● TESTO MOSTRATO

━━━━━━

Il clima con gli occhi dell'impresa
In almeno tre ambiti le mutazioni climatiche cambieranno le imprese. Come affrontare questi cambiamenti?

Dallo spessore e dalla costituzione istologica degli anelli di un albero, anche secolare, è possibile comprendere le condizioni ecologiche in cui ha vissuto. Il caldo o il freddo, l’umidità o la siccità, i tempi più o meno favorevoli. I suoi anelli ci parlano dunque del clima dal punto di vista dell’albero.
Ma tra cento anni, come verrà letto il clima di oggi con gli occhi dell’impresa?
UN PUNTO DI VISTA ALTERNATIVO
Quando si mettono in correlazioni gli anelli degli alberi e le loro caratteristiche accumulandone i dati di una particolare specie o zona, per un lasso di tempo stabilito, si arriva a definire l’andamento del clima in una data epoca storica.
Tra cento anni potremo forse fare lo stesso con le impronte lasciate dal clima su un gruppo di imprese, ed arriveremmo molto probabilmente agli stessi risultati: attraverso gli effetti diffusi su una serie di elementi interni ed esterni, scopriremo che il clima di oggi “era cambiato”.
Vedremo molte regolarità ed altrettante anomalie.
Scopriremo eventi isolati ma anche tendenze in crescita.
Ma per farlo dobbiamo togliere per un momento le lenti a cui siamo più abituali, quelle vegetali e animali e geologiche, e senza aspettare il futuro dovremmo indossare le lenti aziendali, quelle di un’organizzazione, scoprendo, appunto, che da ogni punto di vista il clima è già uno solo e manda segnali univoci.
Vedremmo che fa parte di quelle mega tendenze globali e lunghe che coinvolgono ogni cosa del pianeta, e che per ora ha causato, per il quarto anno consecutivo – nel 2023 – una cifra di sinistri assicurativi superiore ai 100 miliardi annui.

━━━━━━

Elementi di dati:
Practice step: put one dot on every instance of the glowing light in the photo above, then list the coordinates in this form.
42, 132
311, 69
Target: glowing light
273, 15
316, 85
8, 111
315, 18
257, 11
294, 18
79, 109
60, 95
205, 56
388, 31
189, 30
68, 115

━━━━━━

● ELENCO DEI COMPITI
1 > Rispondi a queste domande sul testo che riguarda il clima visto dall'impresa.
(a) Che cosa si può comprendere dallo spessore e dalla costituzione istologica degli anelli di un albero?
(b) Quali lenti, secondo il testo, dovremmo indossare senza aspettare il futuro?
(c) Per quale anno consecutivo, nel 2023, i sinistri assicurativi hanno superato i 100 miliardi annui?
2 > Prosegui il testo sul clima visto dall'impresa, riprendendo subito dopo l'ultima frase riportata.

● LE RISPOSTE
1 >
(a) Le condizioni ecologiche in cui l'albero ha vissuto.
(b) Le lenti aziendali, quelle di un'organizzazione.
(c) Per il quarto anno consecutivo.

2 >
Infatti, pur osservate da un punto di vista alternativo, nel 2024 le inondazioni, le tempeste ed i terremoti hanno portato il peso economico del clima a ben 120 miliardi di dollari, ed hanno fatto toccare all’Italia il picco estremo di danni assicurati in un anno a 5,5 miliardi di euro.

STIMOLI CLIMATICI
Se il clima è perciò un contraente sempre più importante anche per l’impresa, come è possibile individuarne i comportamenti? Come si può iniziare a comprenderlo e poi gradualmente adattarvisi per dare continuità alle nostre attività economiche ed organizzative?
È questo il passaggio più complesso, perché ha modalità di manifestarsi diverse, continue e discontinue.
Difatti notiamo con evidenza i suoi stimoli improvvisi ed eccezionali, come un’alluvione o un uragano, una frana o uno smottamento, un’esondazione oppure una tempesta. Questi eventi estremi, in Italia, dall’inizio dell’anno al 15 settembre 2024, sono già stati 1.899.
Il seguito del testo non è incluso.